WORK TASK: Write all of the entries out again exactly.

DATA RECORDS:
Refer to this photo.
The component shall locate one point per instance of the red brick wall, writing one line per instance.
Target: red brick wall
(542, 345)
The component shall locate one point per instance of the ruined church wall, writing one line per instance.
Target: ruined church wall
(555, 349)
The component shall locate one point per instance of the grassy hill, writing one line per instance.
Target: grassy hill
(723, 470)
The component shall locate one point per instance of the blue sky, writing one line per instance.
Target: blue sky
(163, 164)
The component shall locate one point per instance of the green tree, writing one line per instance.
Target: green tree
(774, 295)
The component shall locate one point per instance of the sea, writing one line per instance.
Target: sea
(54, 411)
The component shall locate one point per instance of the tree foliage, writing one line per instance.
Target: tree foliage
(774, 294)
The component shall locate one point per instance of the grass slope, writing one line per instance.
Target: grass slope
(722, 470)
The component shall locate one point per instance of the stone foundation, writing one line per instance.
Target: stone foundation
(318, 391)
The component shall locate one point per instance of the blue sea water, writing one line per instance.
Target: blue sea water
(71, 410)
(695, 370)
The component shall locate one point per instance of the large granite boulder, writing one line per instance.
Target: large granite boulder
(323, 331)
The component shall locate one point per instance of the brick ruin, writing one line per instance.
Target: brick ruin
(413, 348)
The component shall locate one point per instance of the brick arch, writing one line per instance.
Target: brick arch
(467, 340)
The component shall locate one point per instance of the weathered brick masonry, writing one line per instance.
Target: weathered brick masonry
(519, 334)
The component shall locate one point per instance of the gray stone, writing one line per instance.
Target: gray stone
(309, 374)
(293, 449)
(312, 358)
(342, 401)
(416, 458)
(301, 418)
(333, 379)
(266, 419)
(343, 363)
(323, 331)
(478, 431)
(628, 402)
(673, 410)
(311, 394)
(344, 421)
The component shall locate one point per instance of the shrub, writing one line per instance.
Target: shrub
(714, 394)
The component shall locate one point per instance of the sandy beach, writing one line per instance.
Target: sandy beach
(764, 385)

ANSWER FOR THIS EXERCISE:
Refer to this photo.
The component shall locate one point per instance of the red brick wall, writing one line per instance.
Target: red brick wall
(542, 345)
The component shall locate one point per instance of the ruined church wall, writing one line per instance.
Target: ruined church wall
(555, 349)
The component shall locate one point per instance of the grassy hill, writing one line per instance.
Target: grassy hill
(723, 470)
The component shall locate one point per instance of the blue sky, writing one line per instance.
Target: blue sky
(163, 164)
The component shall locate one point per instance of the green tree, writing one line per instance.
Target: green tree
(774, 295)
The component shall locate one point per instance of the sea, writing one line per instance.
Target: sea
(54, 411)
The component shall locate one point per instance of the tree foliage, writing one line per instance.
Target: tree foliage
(774, 294)
The component shall locate one point per instance of the grass slope, writing one line per instance.
Target: grass slope
(722, 470)
The component shall locate one point per instance of the stone foundation, writing one line per instance.
Target: stone foundation
(318, 391)
The component shall locate one point per instance of the blue sea water, writing one line per instance.
Target: blue sea water
(71, 410)
(695, 370)
The component shall locate one point per instance of the large granite boulder, writing one line per instance.
Target: large granite boulder
(323, 331)
The component shall locate one point per instance of the brick ruin, writing one line per instance.
Target: brick ruin
(413, 348)
The component shall locate one point per instance of the brick arch, writing one line per instance.
Target: brick arch
(467, 340)
The component shall locate one point per instance of the weathered brick masonry, writing one line per instance.
Target: weathered brick masonry
(519, 334)
The component shall locate one point per instance of the gray stone, writing one line per instance.
Target: gray stone
(309, 374)
(293, 449)
(312, 358)
(342, 401)
(416, 458)
(301, 418)
(333, 379)
(266, 419)
(343, 363)
(323, 331)
(478, 431)
(628, 402)
(673, 410)
(311, 394)
(344, 421)
The component shall locate one point per instance of the shrub, writing one line per instance.
Target: shrub
(714, 394)
The component shall locate one point per instance of the sandy beach, writing one line per instance.
Target: sandy beach
(764, 385)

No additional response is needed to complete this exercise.